[Records from a data collection]
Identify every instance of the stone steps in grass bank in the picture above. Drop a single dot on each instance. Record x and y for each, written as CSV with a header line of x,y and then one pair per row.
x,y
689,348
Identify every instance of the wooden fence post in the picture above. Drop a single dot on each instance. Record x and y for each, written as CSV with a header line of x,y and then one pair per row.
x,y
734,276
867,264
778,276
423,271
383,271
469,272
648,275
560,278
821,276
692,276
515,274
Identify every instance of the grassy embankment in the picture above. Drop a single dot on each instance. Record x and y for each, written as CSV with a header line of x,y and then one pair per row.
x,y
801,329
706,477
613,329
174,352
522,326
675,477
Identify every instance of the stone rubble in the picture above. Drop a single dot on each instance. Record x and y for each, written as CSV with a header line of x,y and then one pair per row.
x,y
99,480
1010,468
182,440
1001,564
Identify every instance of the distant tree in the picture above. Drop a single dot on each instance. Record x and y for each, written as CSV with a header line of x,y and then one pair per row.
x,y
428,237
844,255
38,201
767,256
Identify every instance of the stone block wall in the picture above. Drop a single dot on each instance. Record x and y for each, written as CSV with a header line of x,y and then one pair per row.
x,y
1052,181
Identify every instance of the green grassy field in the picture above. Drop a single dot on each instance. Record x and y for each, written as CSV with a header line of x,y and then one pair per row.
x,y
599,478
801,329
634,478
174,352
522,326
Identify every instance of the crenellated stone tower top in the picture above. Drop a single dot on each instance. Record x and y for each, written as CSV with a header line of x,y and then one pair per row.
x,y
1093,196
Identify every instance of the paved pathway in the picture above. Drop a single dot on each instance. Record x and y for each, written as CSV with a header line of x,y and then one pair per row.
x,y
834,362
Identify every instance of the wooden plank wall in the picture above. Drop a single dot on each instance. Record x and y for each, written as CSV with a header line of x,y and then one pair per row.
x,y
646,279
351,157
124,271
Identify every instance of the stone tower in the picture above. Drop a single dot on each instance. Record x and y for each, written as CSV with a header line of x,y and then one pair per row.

**DIRECTIONS FOR THIS TASK:** A full, exact copy of the entries is the required answer.

**SOLVED EXERCISE:**
Identify every instance of the stone steps in grass bank in the picture above. Drop a single dot on each instance. Record x and y for each, written as CSV with a header line of x,y and then one pair per row.
x,y
689,348
Identify every instance of the wooden fence post in the picture above. Drop a single dot on each instance. Record x and y for each, written as CSV with a header line of x,y and then one pair per row.
x,y
734,276
867,264
778,276
423,271
383,271
469,272
648,275
560,278
821,276
692,276
515,274
Identify every instance of the grassy embankment in the picture above. Drop a single dot on each instance. Record x and y for each, written as CSV with a header line of x,y and then one pair per row.
x,y
801,329
706,477
613,329
174,352
522,326
675,477
Identify every instance of the stone rubble in the picture above. Drop a single dot on each instance. Record x and y for each, written as CSV with a header line of x,y and then one pair per row.
x,y
99,480
1010,468
182,440
1001,564
Identify every instance of the distant tree in the picture above. Drop a single dot on each instance. Record x and y for each, written as CSV with a header line of x,y and then one pair per row.
x,y
428,237
844,255
38,201
767,256
Identify every instance of the stone block wall in the picture above. Drop a single dot on each instance. Record x and y for each, written as CSV with a header line of x,y and then one pair per row.
x,y
1052,181
Identify every instance of the green grassy field in the picture above. Drop a single dot on each instance. Record x and y for each, written as CSV with a header line of x,y and then one pair per row.
x,y
599,478
801,329
634,478
174,352
522,326
Identify every instance of the crenellated stone tower top in the picture above. Drop a single dot on each instance. Record x and y for each, written as CSV with a header line of x,y and then one pair per row.
x,y
1093,196
Identify every instance of the paved pathway in the picture above. Drop a single dot on each instance. Record x and y for each, written as CSV with a header line of x,y and then one pair per row.
x,y
834,362
Identify every instance of the wooden plank wall in the picture above. Drop a single dot on each instance. Record x and y for each, written as CSV with a header line of x,y and then one pair per row.
x,y
646,279
351,157
124,271
Identify every instance of the stone tower in the picture above. Drop a single dot on each instance. Record x and y for each, written as CSV with a header line of x,y and then one pair per row.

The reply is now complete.